__Task inputs__
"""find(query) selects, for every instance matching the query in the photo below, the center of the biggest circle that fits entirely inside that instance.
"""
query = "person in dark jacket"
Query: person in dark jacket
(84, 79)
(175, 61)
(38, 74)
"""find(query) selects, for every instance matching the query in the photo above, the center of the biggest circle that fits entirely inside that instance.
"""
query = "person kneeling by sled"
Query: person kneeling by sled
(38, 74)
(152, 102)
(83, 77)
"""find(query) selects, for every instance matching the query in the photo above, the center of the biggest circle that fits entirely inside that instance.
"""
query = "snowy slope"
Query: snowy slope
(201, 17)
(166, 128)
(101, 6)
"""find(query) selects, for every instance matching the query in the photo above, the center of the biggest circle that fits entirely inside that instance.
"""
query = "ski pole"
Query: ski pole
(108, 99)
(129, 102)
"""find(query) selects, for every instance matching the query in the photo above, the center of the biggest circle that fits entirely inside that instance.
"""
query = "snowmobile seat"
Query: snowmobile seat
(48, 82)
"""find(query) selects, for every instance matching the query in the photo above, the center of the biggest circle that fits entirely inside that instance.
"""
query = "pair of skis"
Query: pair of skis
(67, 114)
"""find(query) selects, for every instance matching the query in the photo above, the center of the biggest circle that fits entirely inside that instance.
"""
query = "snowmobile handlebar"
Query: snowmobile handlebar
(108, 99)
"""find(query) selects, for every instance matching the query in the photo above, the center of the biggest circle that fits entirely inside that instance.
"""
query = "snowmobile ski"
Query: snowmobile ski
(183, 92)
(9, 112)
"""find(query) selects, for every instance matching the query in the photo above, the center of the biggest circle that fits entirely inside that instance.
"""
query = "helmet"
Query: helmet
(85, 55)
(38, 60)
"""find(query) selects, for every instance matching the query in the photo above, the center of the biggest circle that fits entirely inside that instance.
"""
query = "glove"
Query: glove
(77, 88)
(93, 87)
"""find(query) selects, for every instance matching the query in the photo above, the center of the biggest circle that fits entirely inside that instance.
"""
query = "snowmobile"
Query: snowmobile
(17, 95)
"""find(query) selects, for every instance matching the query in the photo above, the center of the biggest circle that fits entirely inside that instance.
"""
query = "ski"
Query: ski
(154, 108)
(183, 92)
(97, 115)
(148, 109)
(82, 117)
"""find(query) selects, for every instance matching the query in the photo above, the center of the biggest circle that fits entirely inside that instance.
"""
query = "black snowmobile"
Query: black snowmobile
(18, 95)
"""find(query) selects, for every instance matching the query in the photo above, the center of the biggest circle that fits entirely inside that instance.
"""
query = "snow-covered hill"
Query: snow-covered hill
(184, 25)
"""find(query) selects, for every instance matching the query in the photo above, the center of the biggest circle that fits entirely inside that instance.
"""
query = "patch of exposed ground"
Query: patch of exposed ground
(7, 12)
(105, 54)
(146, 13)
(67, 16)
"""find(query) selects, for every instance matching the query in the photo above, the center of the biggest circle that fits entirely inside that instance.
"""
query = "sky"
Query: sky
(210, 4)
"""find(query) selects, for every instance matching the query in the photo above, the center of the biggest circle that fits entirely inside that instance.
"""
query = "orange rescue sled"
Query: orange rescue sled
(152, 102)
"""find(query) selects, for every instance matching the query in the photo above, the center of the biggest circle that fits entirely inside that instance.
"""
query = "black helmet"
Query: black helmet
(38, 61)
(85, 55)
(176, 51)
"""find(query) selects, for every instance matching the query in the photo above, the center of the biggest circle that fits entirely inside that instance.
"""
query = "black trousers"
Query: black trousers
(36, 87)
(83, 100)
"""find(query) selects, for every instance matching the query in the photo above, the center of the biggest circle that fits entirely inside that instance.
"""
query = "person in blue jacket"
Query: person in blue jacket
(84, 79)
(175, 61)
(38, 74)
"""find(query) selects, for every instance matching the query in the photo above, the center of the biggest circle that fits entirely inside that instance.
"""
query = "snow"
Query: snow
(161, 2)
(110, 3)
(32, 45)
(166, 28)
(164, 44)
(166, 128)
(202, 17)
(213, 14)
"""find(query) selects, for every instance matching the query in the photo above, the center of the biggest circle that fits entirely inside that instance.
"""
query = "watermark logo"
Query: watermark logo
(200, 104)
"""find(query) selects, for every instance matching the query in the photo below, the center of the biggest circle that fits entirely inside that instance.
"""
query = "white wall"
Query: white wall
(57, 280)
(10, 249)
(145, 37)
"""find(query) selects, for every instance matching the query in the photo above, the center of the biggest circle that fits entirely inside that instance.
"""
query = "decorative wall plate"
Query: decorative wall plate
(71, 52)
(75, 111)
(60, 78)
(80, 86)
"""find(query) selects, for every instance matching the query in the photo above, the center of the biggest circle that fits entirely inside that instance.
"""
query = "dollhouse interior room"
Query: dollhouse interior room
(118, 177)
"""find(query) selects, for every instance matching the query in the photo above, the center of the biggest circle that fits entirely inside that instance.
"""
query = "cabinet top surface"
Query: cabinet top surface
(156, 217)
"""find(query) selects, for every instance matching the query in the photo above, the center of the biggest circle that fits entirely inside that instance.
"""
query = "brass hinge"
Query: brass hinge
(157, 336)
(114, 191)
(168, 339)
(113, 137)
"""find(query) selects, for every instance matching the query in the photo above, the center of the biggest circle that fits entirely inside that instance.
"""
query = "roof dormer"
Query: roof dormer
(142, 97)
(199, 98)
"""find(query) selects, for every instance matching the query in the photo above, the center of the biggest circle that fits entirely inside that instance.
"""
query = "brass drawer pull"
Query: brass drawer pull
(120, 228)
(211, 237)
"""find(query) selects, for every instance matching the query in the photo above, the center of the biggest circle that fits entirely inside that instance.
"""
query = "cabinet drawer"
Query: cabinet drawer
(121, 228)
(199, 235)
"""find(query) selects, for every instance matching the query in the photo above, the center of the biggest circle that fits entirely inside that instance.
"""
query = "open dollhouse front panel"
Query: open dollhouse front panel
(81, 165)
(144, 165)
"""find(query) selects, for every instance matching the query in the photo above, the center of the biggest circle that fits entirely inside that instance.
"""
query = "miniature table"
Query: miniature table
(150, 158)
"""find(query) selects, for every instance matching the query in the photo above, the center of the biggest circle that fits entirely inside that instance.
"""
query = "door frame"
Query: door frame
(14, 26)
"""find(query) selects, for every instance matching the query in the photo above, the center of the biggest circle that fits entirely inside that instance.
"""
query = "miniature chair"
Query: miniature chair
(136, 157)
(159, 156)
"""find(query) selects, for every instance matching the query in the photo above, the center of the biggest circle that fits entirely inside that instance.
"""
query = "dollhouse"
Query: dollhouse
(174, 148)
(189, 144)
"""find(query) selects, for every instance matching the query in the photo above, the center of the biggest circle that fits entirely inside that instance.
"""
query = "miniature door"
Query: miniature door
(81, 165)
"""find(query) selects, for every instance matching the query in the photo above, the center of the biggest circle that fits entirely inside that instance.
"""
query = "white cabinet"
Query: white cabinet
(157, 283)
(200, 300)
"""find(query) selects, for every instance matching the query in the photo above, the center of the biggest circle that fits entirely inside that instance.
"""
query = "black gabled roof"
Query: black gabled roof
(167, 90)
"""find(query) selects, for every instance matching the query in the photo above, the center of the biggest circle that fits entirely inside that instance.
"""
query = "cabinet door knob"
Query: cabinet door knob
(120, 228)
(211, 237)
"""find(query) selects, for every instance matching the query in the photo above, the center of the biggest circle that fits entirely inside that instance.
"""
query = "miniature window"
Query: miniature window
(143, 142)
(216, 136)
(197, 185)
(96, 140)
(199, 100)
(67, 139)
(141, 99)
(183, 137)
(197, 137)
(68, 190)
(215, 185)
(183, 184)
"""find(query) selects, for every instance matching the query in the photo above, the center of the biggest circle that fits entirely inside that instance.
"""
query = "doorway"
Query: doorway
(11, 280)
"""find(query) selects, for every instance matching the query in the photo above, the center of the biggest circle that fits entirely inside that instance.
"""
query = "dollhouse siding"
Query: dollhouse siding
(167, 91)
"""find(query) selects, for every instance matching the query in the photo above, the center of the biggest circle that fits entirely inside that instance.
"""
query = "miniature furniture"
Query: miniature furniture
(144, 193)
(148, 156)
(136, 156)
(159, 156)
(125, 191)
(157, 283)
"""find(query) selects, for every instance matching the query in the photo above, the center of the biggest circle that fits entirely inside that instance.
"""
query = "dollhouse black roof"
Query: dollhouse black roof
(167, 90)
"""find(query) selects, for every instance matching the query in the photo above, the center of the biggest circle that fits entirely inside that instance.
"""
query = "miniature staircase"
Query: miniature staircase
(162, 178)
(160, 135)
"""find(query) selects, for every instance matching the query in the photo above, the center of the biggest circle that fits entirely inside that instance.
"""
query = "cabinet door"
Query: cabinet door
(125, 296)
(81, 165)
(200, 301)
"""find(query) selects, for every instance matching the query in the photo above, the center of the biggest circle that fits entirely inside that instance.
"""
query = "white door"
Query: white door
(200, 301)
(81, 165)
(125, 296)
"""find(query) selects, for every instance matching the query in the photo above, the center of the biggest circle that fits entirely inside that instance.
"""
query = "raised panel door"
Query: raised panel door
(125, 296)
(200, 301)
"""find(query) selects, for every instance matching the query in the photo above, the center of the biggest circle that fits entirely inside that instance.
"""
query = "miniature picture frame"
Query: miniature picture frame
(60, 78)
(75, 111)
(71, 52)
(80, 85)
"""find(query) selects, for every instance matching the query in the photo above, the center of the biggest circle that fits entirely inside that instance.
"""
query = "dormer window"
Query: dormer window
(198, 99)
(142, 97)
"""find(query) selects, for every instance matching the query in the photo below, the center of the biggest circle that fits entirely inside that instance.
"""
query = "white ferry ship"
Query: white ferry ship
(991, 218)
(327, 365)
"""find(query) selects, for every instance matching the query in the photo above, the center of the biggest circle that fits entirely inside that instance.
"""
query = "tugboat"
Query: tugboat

__Written task__
Find every line in the records above that contains the string "skis", and copy each of those lines. Case counts.

__Solution__
query = "pair of skis"
Query: pair of skis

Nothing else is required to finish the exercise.